→ **What the exercise asks**: Reproduce the records that follow exactly as they appear.

━━ Source data ━━

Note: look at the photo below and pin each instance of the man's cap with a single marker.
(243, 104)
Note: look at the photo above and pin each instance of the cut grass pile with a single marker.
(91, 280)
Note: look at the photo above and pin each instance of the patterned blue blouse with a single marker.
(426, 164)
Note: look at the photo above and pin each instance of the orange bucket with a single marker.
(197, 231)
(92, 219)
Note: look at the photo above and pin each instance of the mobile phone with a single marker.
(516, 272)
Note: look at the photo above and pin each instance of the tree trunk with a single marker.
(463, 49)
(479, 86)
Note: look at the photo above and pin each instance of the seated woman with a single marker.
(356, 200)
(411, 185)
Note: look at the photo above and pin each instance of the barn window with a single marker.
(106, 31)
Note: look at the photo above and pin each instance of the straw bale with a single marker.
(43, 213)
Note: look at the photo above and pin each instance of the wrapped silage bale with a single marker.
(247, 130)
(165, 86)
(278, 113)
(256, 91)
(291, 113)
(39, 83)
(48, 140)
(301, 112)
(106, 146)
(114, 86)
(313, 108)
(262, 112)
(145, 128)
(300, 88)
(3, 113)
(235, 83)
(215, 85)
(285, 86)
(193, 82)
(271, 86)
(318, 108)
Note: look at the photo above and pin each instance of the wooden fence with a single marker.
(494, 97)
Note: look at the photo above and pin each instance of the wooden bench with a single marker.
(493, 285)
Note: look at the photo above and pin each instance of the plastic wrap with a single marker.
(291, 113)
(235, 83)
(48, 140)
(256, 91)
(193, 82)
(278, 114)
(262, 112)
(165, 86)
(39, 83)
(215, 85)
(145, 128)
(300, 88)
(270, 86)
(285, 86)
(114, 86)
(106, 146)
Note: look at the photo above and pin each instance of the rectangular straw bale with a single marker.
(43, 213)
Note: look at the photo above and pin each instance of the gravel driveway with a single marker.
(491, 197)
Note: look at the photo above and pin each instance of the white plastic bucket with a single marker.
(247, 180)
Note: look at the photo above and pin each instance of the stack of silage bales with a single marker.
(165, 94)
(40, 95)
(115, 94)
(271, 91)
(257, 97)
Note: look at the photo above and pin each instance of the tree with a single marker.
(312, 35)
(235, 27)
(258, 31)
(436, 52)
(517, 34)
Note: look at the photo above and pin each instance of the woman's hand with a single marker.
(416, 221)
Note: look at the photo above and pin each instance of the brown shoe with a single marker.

━━━

→ **Response to this exercise**:
Note: look at the photo below and pin each instance of the man's cap with a single marker.
(243, 104)
Note: look at the photo above and pin each instance of the cut grass pile with a single marker.
(91, 280)
Note: look at the photo above and pin each instance of the patterned blue blouse with a single marker.
(426, 164)
Note: look at the photo above and pin each instance of the orange bucket with a single marker.
(197, 231)
(92, 219)
Note: look at the photo above and pin each instance of the mobile phone with a single marker.
(516, 272)
Note: look at the photo above and pin each instance of the tree trunk with a single marker.
(463, 49)
(479, 86)
Note: look at the photo above and pin each instance of the seated woman with a single marker.
(356, 200)
(411, 185)
Note: look at the photo above and pin each instance of the barn window with a single marker.
(106, 31)
Note: look at the photo above and pin each instance of the straw bale with a single marker.
(43, 213)
Note: look at the photo above and pin each instance of the wrapped silage bale with a single marker.
(247, 130)
(165, 86)
(278, 113)
(256, 91)
(291, 113)
(39, 83)
(48, 140)
(301, 112)
(106, 146)
(114, 86)
(313, 108)
(262, 112)
(145, 128)
(300, 88)
(3, 113)
(235, 83)
(215, 85)
(285, 86)
(193, 82)
(271, 86)
(318, 108)
Note: look at the photo above and pin each instance of the wooden fence with a single marker.
(494, 97)
Note: look at the photo above and pin each instance of the wooden bench with a single marker.
(493, 285)
Note: look at the photo above and pin each instance of the plastic wrap with a single marker.
(291, 113)
(235, 83)
(48, 140)
(256, 91)
(193, 82)
(278, 114)
(262, 112)
(165, 86)
(39, 83)
(215, 85)
(145, 128)
(300, 88)
(270, 86)
(285, 86)
(114, 86)
(106, 146)
Note: look at the photo above and pin each instance of the rectangular straw bale with a single marker.
(43, 213)
Note: look at the photo above and pin each instance of the gravel driveway with a single marker.
(491, 197)
Note: look at the photo above and pin each instance of the white plastic bucket with a single marker.
(247, 180)
Note: look at the photo above and pin each instance of the stack of silage bales with a single marker.
(165, 94)
(40, 95)
(115, 94)
(271, 91)
(257, 97)
Note: look at the photo above and pin each instance of the tree with a single marker.
(312, 35)
(235, 27)
(258, 31)
(436, 52)
(517, 34)
Note: look at the photo above and pin each instance of the woman's hand with a single marker.
(416, 221)
Note: look at the photo above and pin each instance of the brown shoe with a single marker.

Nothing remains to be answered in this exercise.